» Task instructions
Edit the data below by replacing "bounding boxes" with "box coordinates" throughout and keeping everything else unchanged. Leave the pictures out of your version.

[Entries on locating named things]
╭──

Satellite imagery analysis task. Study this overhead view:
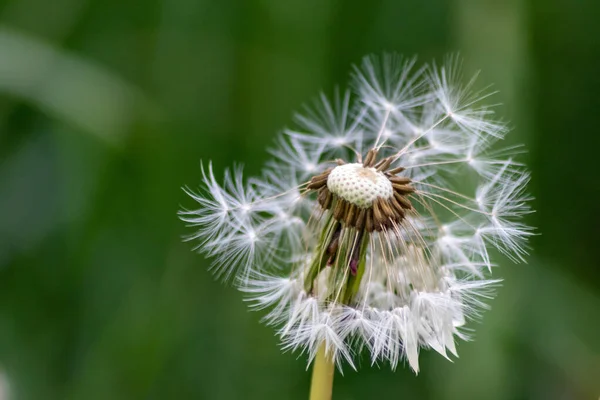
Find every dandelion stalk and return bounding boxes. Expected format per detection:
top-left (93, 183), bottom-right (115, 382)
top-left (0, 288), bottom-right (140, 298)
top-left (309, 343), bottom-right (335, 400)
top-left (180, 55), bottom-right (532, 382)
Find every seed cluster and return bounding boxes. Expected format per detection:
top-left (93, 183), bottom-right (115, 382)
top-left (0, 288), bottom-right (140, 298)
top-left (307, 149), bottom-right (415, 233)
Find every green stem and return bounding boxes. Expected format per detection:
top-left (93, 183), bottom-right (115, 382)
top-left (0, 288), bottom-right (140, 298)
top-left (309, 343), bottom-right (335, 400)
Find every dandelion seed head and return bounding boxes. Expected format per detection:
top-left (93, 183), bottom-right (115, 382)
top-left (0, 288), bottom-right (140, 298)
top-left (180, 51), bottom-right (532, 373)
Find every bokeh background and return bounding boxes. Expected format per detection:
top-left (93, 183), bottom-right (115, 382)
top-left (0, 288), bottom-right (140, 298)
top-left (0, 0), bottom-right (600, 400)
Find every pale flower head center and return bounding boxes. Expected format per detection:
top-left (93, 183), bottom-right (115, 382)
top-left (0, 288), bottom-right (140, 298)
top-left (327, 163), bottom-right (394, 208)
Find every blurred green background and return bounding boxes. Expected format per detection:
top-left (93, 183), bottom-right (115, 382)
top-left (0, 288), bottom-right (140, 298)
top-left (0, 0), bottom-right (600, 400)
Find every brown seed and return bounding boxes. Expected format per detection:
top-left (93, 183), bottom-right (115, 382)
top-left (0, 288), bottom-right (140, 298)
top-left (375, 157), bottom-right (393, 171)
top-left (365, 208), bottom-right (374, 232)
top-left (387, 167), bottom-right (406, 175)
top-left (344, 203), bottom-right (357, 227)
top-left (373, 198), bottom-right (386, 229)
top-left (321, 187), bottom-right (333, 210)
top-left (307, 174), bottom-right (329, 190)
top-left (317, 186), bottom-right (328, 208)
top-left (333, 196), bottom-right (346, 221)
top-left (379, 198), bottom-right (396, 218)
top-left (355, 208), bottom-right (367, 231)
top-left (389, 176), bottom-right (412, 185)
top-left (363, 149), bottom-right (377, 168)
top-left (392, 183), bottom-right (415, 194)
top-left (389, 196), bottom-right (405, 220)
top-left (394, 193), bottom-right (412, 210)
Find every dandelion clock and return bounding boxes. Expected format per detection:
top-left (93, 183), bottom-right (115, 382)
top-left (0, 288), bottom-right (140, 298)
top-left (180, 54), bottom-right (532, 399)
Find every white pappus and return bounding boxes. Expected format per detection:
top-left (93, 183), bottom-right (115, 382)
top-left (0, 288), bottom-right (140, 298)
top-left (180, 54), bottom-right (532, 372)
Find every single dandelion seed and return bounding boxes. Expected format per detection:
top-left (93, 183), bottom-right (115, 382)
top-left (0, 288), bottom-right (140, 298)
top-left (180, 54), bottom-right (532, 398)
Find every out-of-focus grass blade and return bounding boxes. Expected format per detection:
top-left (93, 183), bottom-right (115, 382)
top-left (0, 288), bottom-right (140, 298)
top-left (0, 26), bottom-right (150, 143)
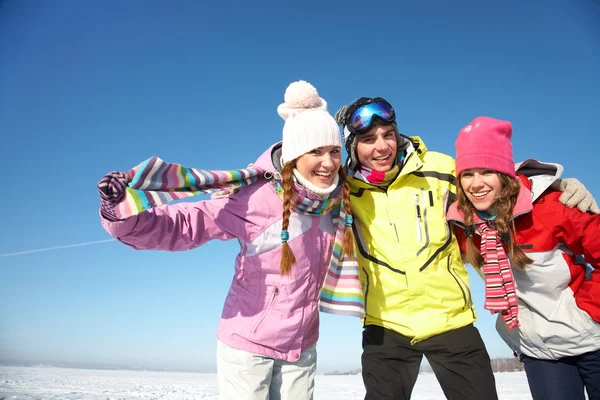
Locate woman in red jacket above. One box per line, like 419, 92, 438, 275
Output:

╰──

» Reply to the task
Satellite imagery analysis task. Study this overhead view:
Find every dandelion stalk and return box coordinates. Expected format per detection:
top-left (93, 183), bottom-right (115, 382)
top-left (0, 288), bottom-right (140, 298)
top-left (309, 343), bottom-right (335, 400)
top-left (180, 55), bottom-right (532, 382)
Find every seed cluster and return box coordinates. Expected format per detection:
top-left (93, 183), bottom-right (115, 382)
top-left (0, 288), bottom-right (140, 298)
top-left (307, 149), bottom-right (415, 233)
Find every green stem and return box coordinates. Expected format per detection:
top-left (93, 183), bottom-right (115, 382)
top-left (0, 288), bottom-right (140, 298)
top-left (309, 343), bottom-right (335, 400)
Find every dandelion seed head and return box coordinates. Expected format per detection:
top-left (93, 183), bottom-right (115, 382)
top-left (0, 288), bottom-right (140, 298)
top-left (180, 51), bottom-right (532, 373)
Find every bokeh background and return box coordinates. Expected format per detection:
top-left (93, 183), bottom-right (115, 382)
top-left (0, 288), bottom-right (140, 298)
top-left (0, 0), bottom-right (600, 400)
Find every pale flower head center and return box coordinates. Expected format per detection:
top-left (93, 183), bottom-right (115, 382)
top-left (0, 288), bottom-right (140, 298)
top-left (327, 163), bottom-right (394, 208)
Find every blurred green background and return box coordinates. Expected format per detection:
top-left (93, 183), bottom-right (115, 382)
top-left (0, 288), bottom-right (140, 298)
top-left (0, 0), bottom-right (600, 400)
Find every brown seed and return box coordinates. Expected format per detection:
top-left (93, 183), bottom-right (115, 382)
top-left (0, 288), bottom-right (140, 298)
top-left (375, 157), bottom-right (393, 171)
top-left (365, 208), bottom-right (374, 232)
top-left (387, 167), bottom-right (406, 175)
top-left (344, 203), bottom-right (357, 227)
top-left (373, 198), bottom-right (386, 229)
top-left (321, 187), bottom-right (333, 210)
top-left (307, 174), bottom-right (329, 190)
top-left (317, 186), bottom-right (328, 208)
top-left (333, 196), bottom-right (346, 221)
top-left (379, 198), bottom-right (396, 218)
top-left (355, 208), bottom-right (367, 231)
top-left (389, 176), bottom-right (412, 185)
top-left (363, 149), bottom-right (377, 168)
top-left (392, 183), bottom-right (415, 194)
top-left (389, 196), bottom-right (405, 220)
top-left (394, 193), bottom-right (412, 210)
Find every dandelion clock and return box coordinates. Expected format per detection:
top-left (93, 183), bottom-right (115, 382)
top-left (0, 288), bottom-right (140, 298)
top-left (180, 54), bottom-right (532, 399)
Find every white pappus and return box coordinates. Expected format per detection:
top-left (93, 183), bottom-right (115, 382)
top-left (0, 288), bottom-right (140, 298)
top-left (180, 54), bottom-right (532, 372)
Find every single dandelion seed and return box coordinates. Expected format per detection:
top-left (93, 183), bottom-right (115, 382)
top-left (0, 288), bottom-right (140, 298)
top-left (180, 54), bottom-right (532, 398)
Find every out-of-focus grass blade and return box coordinates. Expected format per detection:
top-left (93, 183), bottom-right (115, 382)
top-left (0, 288), bottom-right (140, 298)
top-left (0, 26), bottom-right (150, 143)
Locate woman in red jacket above. One box per line, like 419, 92, 438, 275
Output:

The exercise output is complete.